● Problem details
Repeat all of the records verbatim.

○ ○ ○ ○ ○ ○ ○

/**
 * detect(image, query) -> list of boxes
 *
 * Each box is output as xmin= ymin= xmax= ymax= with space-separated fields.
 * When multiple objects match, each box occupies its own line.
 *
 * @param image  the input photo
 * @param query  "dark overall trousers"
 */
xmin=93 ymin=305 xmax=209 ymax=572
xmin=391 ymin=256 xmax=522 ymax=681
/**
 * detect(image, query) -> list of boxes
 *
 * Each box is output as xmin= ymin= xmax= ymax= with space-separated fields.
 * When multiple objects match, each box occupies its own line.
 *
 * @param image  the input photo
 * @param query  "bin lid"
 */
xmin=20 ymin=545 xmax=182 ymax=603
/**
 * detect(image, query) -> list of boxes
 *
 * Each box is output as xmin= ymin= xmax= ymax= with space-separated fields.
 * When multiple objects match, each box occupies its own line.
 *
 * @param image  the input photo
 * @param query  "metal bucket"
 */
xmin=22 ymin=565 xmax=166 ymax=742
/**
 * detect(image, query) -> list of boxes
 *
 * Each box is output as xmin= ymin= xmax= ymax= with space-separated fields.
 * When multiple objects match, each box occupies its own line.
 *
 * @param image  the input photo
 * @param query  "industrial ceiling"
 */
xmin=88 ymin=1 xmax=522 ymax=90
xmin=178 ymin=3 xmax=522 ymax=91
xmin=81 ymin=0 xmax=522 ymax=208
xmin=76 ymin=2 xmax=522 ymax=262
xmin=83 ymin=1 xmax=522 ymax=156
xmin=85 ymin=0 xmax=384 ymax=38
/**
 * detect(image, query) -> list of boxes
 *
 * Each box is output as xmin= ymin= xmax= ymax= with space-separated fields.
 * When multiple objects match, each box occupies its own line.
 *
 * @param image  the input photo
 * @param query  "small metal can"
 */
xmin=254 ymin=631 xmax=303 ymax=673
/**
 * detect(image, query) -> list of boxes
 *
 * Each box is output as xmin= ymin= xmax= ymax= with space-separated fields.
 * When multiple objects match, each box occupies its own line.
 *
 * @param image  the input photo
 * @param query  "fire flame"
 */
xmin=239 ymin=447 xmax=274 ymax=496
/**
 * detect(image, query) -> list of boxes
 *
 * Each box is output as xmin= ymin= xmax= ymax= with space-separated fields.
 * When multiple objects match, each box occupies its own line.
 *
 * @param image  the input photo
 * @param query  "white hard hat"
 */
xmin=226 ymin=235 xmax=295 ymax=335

○ ○ ○ ○ ○ ○ ○

● Task answer
/**
 * detect(image, query) -> list of boxes
 *
 * Each box is output as xmin= ymin= xmax= ymax= with space-separated fields.
 * When multiple objects match, each box occupies its own line.
 *
 * @param image  the input photo
 * @param query  "dark overall trousers"
 */
xmin=93 ymin=305 xmax=209 ymax=572
xmin=391 ymin=256 xmax=522 ymax=681
/**
 * detect(image, query) -> list of boxes
 *
 * Each box is output as xmin= ymin= xmax= ymax= with space-separated fields.
 * When multiple objects match, each box occupies its own line.
 *
 * @param image  the input photo
 * @param query  "bin lid"
 */
xmin=20 ymin=545 xmax=182 ymax=603
/**
 * detect(image, query) -> list of boxes
 *
 * Each box is output as xmin= ymin= xmax= ymax= with space-separated fields.
 * When multiple objects match, each box occupies its own line.
 *
 * @param image  the input photo
 * @param query  "metal bucket"
 */
xmin=22 ymin=565 xmax=166 ymax=742
/**
 * detect(image, query) -> list of boxes
 *
 * Each box is output as xmin= ymin= xmax= ymax= with space-separated fields.
 * When multiple objects match, each box occupies its own line.
 *
 * @param image  the input photo
 * @param query  "industrial ceiling"
 */
xmin=88 ymin=1 xmax=522 ymax=90
xmin=178 ymin=3 xmax=522 ymax=91
xmin=81 ymin=0 xmax=522 ymax=208
xmin=76 ymin=2 xmax=522 ymax=262
xmin=83 ymin=1 xmax=522 ymax=156
xmin=85 ymin=0 xmax=384 ymax=38
/**
 * detect(image, query) -> list of boxes
 *
 * Each box is output as xmin= ymin= xmax= ymax= with space-separated fields.
 * When multiple objects match, each box occupies its own line.
 *
 * @param image  the input photo
 * @param query  "small metal can"
 */
xmin=254 ymin=631 xmax=303 ymax=673
/**
 * detect(image, query) -> list of boxes
 *
 * Each box is output as xmin= ymin= xmax= ymax= with space-separated fields.
 * When multiple objects match, each box occupies its own line.
 *
 * @param image  the input photo
 * @param query  "fire flame"
 */
xmin=239 ymin=447 xmax=274 ymax=496
/**
 * detect(image, query) -> list of boxes
 *
 * Each box is output as xmin= ymin= xmax= ymax= with space-separated fields.
 * When multiple objects match, each box occupies its own line.
 *
 * @param image  the input photo
 * @param query  "white hard hat"
 */
xmin=226 ymin=235 xmax=295 ymax=335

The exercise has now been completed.